**Problem set:**
1. Retype the part of the article on IMF gold sales that opens with the words containing "There is no" and closes with "for this story.".
2. According to the article on IMF gold sales, why is Washington's consent key to the plan? Answer in one to three sentences.
3. Give what follows the last sentence of the article on IMF gold sales.

**Source extract:**
───
FINANCE: Gold Industry, Activists Face Off Over Debt Relief
WASHINGTON, Jun 2 2005 (IPS) — Anti-poverty groups are accusing the U.S. gold industry of seeking to block a sale of the precious metal from International Monetary Fund (IMF) reserves as part of an effort to cancel wealthy nations’ claims against the world’s poorest and most heavily-indebted countries.
But an industry group counters the plan could harm poor nations rather than help them.
The face-off between anti-debt campaigners and gold miners and market players comes in advance of next month’s summit in Scotland of the Group of Eight (G8), made up of seven industrialised powers plus Russia. Third World debt forgiveness is expected to feature prominently at the talks.
Officials attending the spring meetings in April of the IMF and its sister lending agency, the World Bank, said they expected a major G8 leaders’ announcement on a gold sale during the summit, scheduled for July 6-8 in the remote Scottish resort of Gleneagles.
But the idea of using the IMF’s huge gold reserves to fund the debt forgiveness plan has met stiff opposition from some U.S. lawmakers, whose approval is essential for the deal.
Any sale would require the approval of 85 percent of the IMF members’ votes. The United States holds 17 percent of the votes, which makes Washington’s consent key to the plan.
The United States is the second-largest gold producing nation in the world after South Africa. Most of its gold is produced in western states such as Nevada.
In February, a dozen U.S. senators wrote to U.S. Treasury Secretary John Snow urging him to turn his back on the deal.
There is no consensus, so far, in favour of gold sales within the industrialised nations either.
Anti-debt campaigners said lobbying by U.S. and international gold companies seriously threatened to take the plan completely off the table.
The groups singled out Denver-based Newmont Mining Co., the world’s largest gold producing corporation, of leading the opposition for fear that IMF gold sales will lower world market prices for the metal.
Newmont declined to comment for this story.
The groups, which include Africa Action, Essential Action, Global AIDS Alliance, Global Exchange, and Jubilee USA, say the company and the industry are ignoring a proposal from the IMF itself that said limited sales from its reserves would ensure that the deal would have no net impact on the world gold market.
”Newmont’s misguided opposition is on the brink of sabotaging IMF debt cancellation – thus ensuring millions of poor people will be deprived of the benefit of IMF debt cancellation,” the groups said in a statement Wednesday. ”This is a life-and-death matter.”
But a gold industry association said the proposal would prove ineffective: it was too limited and would not bring relief to poor nations.
”We have recommended against the sales of IMF gold to fund debt relief for poor nations. We think it’s a counterproductive proposal,” said Carol Raulston, a spokesperson for the Washington-based National Mining Association (NMA).
───
**Information given:**
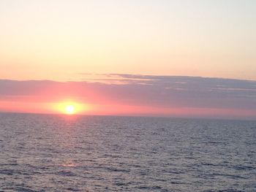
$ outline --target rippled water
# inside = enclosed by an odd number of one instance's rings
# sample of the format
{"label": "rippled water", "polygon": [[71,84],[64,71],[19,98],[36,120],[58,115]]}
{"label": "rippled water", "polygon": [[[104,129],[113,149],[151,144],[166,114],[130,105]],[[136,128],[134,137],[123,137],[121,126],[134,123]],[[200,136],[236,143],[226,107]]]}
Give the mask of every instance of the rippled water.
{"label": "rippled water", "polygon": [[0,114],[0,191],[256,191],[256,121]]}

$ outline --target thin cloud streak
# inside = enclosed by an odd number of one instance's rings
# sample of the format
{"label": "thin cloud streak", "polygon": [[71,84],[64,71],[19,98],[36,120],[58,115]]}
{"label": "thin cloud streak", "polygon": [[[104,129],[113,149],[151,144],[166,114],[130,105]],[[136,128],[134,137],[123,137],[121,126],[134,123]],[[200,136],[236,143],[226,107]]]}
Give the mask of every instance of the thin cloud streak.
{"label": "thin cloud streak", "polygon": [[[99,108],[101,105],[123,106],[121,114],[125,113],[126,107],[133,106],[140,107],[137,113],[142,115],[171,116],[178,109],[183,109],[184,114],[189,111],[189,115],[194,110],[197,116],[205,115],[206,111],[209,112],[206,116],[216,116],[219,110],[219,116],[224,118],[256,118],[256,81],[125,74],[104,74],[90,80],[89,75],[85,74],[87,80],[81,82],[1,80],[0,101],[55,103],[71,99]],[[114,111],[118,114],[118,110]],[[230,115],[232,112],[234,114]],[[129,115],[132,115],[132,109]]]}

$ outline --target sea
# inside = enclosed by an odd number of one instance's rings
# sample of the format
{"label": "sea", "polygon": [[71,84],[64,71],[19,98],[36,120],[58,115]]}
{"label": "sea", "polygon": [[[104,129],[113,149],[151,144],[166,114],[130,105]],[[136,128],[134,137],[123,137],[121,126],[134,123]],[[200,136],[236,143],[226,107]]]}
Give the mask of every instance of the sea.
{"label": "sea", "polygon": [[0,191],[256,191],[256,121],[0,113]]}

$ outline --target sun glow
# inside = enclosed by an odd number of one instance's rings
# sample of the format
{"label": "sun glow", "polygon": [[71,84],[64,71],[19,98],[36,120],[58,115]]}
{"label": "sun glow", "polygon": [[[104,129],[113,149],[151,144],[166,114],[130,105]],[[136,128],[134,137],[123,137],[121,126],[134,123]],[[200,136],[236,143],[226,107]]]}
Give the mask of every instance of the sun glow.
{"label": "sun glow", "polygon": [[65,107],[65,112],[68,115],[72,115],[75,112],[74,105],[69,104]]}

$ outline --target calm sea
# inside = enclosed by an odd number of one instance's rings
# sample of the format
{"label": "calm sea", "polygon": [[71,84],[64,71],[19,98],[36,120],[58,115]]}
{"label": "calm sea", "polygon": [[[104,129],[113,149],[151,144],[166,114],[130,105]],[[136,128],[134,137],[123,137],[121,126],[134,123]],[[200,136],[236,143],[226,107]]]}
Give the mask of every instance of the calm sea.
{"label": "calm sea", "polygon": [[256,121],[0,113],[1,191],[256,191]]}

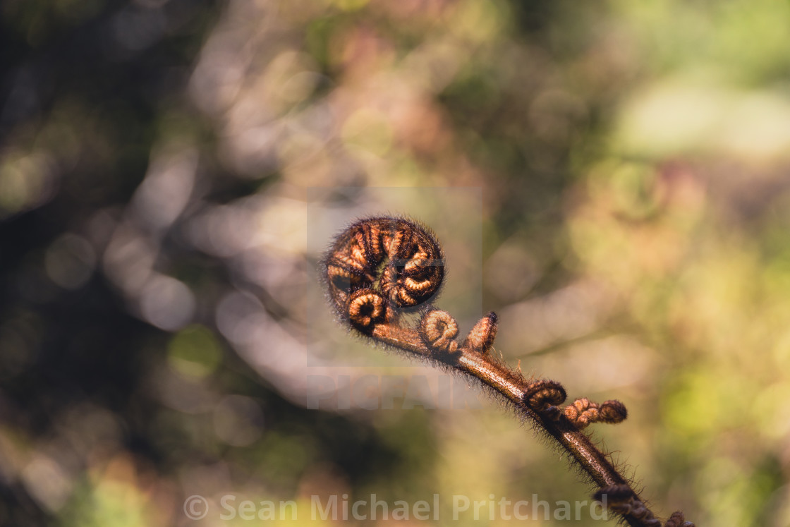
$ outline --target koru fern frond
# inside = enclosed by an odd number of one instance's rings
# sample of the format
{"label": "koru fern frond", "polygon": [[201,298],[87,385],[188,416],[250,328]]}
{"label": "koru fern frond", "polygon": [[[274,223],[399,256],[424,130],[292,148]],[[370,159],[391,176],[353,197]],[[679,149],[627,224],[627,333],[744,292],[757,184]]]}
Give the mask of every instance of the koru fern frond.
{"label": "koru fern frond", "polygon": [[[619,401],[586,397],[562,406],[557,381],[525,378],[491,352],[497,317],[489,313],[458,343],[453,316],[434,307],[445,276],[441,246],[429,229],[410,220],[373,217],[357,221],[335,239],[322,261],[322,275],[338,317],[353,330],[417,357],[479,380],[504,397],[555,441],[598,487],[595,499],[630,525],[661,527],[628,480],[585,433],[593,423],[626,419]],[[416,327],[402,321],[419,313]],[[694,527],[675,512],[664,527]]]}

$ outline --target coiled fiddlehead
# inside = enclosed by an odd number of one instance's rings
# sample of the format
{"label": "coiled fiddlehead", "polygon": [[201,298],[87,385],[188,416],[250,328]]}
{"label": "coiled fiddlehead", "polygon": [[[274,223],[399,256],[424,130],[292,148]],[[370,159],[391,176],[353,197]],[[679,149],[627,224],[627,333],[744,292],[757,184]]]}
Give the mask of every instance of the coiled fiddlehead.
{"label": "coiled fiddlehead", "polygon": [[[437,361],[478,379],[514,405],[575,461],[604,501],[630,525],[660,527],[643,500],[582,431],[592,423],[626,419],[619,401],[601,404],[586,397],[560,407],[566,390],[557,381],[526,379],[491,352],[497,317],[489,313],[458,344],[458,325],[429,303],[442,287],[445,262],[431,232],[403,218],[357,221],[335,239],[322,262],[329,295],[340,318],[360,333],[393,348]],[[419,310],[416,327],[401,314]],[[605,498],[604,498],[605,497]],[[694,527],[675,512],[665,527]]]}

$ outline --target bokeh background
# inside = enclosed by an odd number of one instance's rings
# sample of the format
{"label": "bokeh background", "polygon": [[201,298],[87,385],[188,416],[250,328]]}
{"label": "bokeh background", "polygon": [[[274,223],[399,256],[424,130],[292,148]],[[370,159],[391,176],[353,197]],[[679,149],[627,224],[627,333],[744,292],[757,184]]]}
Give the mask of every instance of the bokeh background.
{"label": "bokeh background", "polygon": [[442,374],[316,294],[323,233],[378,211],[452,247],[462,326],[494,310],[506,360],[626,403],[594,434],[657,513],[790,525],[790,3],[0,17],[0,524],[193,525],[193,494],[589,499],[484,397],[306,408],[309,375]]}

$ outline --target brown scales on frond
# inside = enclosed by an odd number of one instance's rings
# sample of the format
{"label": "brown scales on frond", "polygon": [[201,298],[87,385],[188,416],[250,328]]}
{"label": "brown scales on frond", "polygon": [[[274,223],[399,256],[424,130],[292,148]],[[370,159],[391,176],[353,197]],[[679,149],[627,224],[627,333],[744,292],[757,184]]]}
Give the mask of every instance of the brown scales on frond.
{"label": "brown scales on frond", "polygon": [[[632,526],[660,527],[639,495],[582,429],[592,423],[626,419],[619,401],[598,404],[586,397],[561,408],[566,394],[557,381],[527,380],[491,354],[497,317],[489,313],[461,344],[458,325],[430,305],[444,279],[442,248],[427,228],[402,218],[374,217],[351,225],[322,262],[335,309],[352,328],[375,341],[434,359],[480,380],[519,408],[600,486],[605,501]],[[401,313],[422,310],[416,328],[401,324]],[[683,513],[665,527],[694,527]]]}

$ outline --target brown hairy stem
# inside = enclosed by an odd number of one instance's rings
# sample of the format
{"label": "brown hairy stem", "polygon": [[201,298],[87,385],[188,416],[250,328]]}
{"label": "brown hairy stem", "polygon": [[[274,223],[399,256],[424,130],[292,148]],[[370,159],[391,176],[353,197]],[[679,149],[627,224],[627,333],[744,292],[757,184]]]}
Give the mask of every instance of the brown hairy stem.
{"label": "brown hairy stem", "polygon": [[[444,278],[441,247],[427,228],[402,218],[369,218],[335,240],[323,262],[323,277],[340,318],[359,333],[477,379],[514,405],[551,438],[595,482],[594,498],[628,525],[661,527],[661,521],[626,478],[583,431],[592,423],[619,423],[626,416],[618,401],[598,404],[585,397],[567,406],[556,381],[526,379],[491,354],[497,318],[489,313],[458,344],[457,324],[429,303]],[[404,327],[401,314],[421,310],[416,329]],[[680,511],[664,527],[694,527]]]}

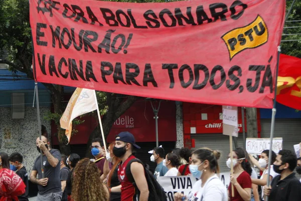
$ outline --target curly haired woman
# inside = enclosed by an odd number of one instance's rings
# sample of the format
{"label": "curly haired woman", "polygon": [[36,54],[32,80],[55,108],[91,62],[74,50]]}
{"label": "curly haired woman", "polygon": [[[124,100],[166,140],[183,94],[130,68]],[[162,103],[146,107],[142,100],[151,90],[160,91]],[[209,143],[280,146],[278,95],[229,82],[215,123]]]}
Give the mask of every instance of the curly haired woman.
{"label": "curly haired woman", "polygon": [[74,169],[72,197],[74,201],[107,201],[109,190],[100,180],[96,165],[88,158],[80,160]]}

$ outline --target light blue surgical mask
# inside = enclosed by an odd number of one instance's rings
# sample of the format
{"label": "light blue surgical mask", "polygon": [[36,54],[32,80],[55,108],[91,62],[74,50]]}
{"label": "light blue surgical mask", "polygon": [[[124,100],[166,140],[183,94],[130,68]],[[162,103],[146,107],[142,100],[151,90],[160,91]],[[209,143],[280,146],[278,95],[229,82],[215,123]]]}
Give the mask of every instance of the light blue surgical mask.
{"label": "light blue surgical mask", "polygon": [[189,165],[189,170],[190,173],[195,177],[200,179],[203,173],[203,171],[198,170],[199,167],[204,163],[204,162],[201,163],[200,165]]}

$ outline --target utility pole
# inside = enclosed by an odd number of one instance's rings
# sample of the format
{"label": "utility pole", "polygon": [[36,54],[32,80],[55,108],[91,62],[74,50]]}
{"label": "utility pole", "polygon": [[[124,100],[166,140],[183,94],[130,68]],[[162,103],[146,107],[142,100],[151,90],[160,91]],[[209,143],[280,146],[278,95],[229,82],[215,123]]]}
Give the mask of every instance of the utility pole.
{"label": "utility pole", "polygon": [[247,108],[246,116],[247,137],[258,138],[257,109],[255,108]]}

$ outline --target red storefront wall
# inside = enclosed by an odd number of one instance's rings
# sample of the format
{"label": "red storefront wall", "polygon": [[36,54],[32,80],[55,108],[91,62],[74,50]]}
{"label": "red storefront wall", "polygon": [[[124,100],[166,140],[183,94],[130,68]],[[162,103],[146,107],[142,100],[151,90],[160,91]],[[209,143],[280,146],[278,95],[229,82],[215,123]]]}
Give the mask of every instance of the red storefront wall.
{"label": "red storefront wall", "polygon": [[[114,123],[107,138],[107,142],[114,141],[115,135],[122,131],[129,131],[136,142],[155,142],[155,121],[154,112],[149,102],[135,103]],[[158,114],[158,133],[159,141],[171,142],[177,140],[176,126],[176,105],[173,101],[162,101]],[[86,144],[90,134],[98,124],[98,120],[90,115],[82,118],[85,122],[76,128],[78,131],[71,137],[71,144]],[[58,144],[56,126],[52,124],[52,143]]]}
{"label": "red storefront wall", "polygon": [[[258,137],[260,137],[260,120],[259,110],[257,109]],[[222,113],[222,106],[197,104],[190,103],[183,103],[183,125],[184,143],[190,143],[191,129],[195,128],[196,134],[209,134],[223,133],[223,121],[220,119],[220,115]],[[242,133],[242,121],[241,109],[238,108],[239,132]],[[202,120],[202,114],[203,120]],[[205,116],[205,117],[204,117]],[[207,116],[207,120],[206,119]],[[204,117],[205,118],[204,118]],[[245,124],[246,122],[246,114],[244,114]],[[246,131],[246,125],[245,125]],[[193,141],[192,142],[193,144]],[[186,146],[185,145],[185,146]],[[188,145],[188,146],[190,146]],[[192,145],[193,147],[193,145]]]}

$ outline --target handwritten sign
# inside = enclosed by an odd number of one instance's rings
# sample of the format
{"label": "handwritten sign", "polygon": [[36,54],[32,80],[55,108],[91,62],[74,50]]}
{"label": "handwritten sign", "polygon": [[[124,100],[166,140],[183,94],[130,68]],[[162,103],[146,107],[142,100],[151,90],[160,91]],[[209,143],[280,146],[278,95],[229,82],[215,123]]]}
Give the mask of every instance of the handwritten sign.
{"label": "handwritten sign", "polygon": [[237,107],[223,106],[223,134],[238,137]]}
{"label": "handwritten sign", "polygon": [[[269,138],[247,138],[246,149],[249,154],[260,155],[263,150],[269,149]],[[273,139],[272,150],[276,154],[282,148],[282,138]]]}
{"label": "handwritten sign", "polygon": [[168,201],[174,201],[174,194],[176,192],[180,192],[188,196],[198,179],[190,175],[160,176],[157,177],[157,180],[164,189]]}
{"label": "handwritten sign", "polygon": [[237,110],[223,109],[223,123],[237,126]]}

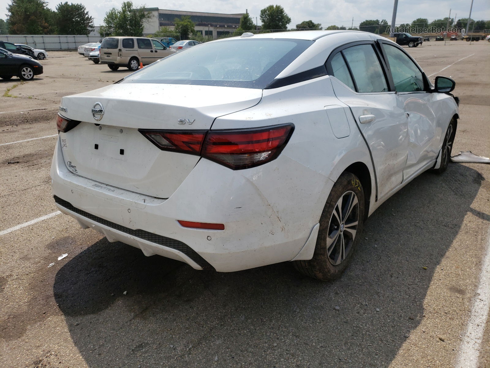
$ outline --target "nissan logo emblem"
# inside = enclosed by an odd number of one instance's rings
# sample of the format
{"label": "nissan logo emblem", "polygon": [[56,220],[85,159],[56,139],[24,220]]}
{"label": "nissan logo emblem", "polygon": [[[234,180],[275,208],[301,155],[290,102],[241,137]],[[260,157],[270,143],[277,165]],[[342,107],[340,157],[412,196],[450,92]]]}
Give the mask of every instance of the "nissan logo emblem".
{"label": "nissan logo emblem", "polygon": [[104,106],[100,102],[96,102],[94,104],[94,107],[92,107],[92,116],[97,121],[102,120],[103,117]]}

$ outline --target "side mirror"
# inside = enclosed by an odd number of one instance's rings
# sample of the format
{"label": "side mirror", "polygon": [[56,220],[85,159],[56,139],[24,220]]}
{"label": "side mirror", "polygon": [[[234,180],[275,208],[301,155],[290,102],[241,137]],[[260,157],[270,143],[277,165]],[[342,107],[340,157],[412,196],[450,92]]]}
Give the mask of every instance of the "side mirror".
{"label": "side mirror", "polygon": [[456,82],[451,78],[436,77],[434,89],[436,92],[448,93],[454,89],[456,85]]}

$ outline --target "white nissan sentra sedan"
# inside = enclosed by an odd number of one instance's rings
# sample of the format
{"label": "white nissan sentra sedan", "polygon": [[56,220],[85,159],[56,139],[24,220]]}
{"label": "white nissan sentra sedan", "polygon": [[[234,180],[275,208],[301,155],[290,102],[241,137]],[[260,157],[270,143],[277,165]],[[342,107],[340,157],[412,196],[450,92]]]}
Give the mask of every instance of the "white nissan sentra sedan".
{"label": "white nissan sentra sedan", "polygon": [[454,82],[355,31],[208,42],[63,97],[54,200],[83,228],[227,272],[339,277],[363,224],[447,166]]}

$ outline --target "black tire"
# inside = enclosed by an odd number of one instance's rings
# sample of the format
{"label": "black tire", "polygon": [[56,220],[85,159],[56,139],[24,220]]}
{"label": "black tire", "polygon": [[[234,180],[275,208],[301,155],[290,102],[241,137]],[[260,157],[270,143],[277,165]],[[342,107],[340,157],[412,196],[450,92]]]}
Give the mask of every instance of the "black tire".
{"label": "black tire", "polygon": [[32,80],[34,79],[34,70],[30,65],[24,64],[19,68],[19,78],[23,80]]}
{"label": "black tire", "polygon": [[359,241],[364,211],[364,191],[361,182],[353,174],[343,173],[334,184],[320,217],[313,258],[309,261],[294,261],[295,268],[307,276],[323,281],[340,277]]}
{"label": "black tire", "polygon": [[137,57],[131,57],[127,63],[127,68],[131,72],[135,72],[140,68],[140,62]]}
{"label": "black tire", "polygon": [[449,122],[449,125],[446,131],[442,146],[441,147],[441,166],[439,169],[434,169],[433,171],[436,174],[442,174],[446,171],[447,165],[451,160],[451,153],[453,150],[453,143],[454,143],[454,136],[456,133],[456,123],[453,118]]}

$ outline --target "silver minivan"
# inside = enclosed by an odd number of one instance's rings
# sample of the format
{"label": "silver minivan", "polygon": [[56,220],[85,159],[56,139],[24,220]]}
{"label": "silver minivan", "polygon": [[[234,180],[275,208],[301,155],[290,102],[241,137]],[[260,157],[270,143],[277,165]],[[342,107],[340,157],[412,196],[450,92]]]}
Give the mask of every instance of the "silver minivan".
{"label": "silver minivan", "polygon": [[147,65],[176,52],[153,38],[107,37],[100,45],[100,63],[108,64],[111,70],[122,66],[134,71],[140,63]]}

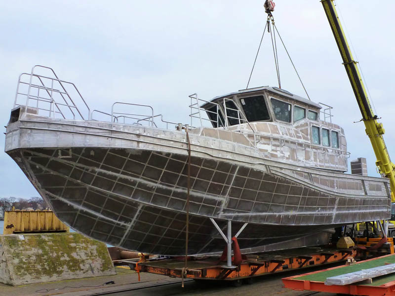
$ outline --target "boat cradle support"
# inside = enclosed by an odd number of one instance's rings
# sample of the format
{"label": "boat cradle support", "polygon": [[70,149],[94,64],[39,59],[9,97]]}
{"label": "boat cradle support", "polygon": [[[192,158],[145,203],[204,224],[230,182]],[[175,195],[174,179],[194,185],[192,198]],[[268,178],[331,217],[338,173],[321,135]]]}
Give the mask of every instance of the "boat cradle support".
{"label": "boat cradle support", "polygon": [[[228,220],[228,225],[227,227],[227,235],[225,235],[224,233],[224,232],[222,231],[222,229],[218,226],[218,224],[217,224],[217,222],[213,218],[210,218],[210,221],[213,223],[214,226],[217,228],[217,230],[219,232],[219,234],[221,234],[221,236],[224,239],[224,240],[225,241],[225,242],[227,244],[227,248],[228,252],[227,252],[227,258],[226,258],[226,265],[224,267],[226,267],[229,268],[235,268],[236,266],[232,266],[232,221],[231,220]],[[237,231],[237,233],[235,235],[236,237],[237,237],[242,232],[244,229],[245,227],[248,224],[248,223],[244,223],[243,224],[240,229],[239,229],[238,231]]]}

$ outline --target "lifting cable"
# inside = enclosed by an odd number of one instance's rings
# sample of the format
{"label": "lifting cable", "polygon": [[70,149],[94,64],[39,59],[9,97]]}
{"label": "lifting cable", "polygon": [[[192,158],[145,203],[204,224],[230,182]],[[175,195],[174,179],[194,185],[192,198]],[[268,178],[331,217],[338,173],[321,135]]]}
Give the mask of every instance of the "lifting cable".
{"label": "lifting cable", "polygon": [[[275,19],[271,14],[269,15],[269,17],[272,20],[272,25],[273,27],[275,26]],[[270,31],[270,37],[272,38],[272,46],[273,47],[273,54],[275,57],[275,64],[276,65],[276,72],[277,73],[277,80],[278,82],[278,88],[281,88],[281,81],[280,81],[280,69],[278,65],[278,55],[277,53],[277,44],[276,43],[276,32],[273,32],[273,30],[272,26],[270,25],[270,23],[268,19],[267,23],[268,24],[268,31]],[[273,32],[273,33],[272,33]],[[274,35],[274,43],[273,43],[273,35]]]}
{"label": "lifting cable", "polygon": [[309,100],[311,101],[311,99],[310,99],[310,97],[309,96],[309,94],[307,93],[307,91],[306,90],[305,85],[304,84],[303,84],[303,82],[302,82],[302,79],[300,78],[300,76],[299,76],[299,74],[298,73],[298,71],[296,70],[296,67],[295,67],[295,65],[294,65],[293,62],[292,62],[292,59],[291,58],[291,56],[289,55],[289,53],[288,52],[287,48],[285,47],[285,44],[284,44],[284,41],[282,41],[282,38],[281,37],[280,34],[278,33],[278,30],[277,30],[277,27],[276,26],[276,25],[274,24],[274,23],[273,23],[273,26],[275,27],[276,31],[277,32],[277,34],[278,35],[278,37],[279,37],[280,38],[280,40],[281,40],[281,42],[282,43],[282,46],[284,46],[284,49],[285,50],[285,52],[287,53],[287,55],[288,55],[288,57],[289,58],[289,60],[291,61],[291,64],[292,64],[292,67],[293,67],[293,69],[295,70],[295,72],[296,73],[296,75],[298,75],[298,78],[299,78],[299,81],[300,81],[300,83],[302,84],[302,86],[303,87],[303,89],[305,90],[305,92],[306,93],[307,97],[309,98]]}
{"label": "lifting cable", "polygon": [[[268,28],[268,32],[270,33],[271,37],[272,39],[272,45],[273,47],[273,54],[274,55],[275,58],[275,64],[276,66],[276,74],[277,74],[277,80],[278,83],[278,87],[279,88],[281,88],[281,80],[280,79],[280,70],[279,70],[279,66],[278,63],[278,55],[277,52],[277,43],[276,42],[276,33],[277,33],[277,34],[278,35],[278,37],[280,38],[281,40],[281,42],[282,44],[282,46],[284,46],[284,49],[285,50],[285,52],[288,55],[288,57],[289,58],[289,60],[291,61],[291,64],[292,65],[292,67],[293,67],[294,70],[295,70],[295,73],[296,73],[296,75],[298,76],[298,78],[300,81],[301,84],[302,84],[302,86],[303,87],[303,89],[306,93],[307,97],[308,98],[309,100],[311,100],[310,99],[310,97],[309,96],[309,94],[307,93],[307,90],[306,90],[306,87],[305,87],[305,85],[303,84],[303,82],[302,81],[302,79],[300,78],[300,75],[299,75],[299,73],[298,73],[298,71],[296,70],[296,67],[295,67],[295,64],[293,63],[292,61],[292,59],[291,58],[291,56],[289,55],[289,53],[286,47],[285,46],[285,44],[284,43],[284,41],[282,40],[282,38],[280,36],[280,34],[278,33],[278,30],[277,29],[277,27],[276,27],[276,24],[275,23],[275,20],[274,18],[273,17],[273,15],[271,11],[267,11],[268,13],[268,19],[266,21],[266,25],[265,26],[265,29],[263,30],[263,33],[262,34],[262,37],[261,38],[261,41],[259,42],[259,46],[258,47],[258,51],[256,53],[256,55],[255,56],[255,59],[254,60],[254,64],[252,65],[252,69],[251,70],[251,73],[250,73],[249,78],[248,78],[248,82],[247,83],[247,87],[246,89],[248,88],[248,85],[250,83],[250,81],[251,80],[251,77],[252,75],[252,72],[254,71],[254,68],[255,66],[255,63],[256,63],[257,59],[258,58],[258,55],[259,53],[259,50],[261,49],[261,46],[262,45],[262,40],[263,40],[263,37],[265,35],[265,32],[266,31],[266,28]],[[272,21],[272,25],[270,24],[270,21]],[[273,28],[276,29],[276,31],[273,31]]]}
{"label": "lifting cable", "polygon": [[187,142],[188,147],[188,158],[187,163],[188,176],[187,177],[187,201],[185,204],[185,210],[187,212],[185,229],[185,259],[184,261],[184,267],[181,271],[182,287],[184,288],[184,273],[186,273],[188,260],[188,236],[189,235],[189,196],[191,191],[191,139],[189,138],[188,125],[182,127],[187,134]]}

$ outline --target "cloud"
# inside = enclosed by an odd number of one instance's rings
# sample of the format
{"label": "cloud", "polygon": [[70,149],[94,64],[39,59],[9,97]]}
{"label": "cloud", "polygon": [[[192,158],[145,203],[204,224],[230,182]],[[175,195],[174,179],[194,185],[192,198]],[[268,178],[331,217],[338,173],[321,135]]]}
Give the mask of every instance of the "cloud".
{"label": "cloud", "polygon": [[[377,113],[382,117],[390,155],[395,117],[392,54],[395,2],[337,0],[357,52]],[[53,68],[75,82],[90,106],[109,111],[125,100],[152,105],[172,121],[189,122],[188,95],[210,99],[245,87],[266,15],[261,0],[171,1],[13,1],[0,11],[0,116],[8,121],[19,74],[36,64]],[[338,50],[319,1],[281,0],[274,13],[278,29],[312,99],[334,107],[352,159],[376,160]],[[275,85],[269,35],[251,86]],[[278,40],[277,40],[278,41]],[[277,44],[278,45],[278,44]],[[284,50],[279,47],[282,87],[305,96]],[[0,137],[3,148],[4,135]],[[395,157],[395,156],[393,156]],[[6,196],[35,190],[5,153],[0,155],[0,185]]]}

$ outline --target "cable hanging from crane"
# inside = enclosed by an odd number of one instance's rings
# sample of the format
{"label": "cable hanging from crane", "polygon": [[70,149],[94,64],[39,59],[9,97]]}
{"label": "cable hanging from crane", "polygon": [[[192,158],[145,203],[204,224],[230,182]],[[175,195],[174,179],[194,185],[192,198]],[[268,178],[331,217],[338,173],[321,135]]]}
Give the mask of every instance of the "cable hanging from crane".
───
**Per-task answers:**
1.
There is no consensus, so far, in favour of gold sales within the industrialised nations either.
Anti-debt campaigners said lobbying by U.S. and international gold companies seriously threatened to take the plan completely off the table.
The groups singled out Denver-based Newmont Mining Co., the world’s largest gold producing corporation, of leading the opposition for fear that IMF gold sales will lower world market prices for the metal.
Newmont declined to comment for this story.

2. Any sale of IMF gold would need the approval of 85 percent of IMF members' votes. The United States holds 17 percent of those votes, which makes its consent key.

3.
The NMA said that many of the nations that the IMF programme is supposed to help are in fact large gold producing nations themselves and could be hurt by the news of the sale when prices fall.
The organisation said it had not engaged in intensive lobbying against the IMF proposal, however, adding that U.S. legislators opposed to the deal understood on their own that the IMF gold sales would have a negative impact on their own gold producing states as well as on poor countries.
”You really do not have to try to exert much influence,” Raulston said. ”They understand the issue and the consequences that this proposal could have.”
The debt issue has energised activists, industry, and experts alike for many years. Debt servicing has sapped money from poor countries’ treasuries and transferred it to the coffers of public and private lenders in wealthy nations. In the process, activists and academics have said, poor governments have been left with less cash for domestic priorities including health, education, and social services.
Countries like Ghana, Kenya and Bolivia, among others, are heavily indebted to rich nations and to multinational players like the IMF and the World Bank.
The IMF had originally opposed the gold-sale proposal first floated by the anti-debt campaigners but eventually came out in favour of it.
The fund’s technical researchers have said that it is in fact possible to sell its vastly undervalued and idle gold reserves to finance further debt relief for some of the world’s poorest countries.
The IMF’s board discussed the fund’s finance department paper, requested by major creditor nations last year, at a meeting on Apr. 30.
Research by the Washington-based think tanks Centre for Global Development and Institute for International Economics also has showed that by selling just 15 percent of its gold reserves, the IMF could raise as much as seven billion dollars.
This would be enough to write off 100 percent of the IMF’s outstanding claims against poor countries that have qualified for debt relief.
The IMF values this gold on its balance sheet at roughly nine billion dollars, on the basis of historical cost – well below its current market price of 45 billion dollars, according to the two economic think tanks.
In addition, activist groups and think tanks alike have said that new market changes have further lowered the risks of a large sell-off.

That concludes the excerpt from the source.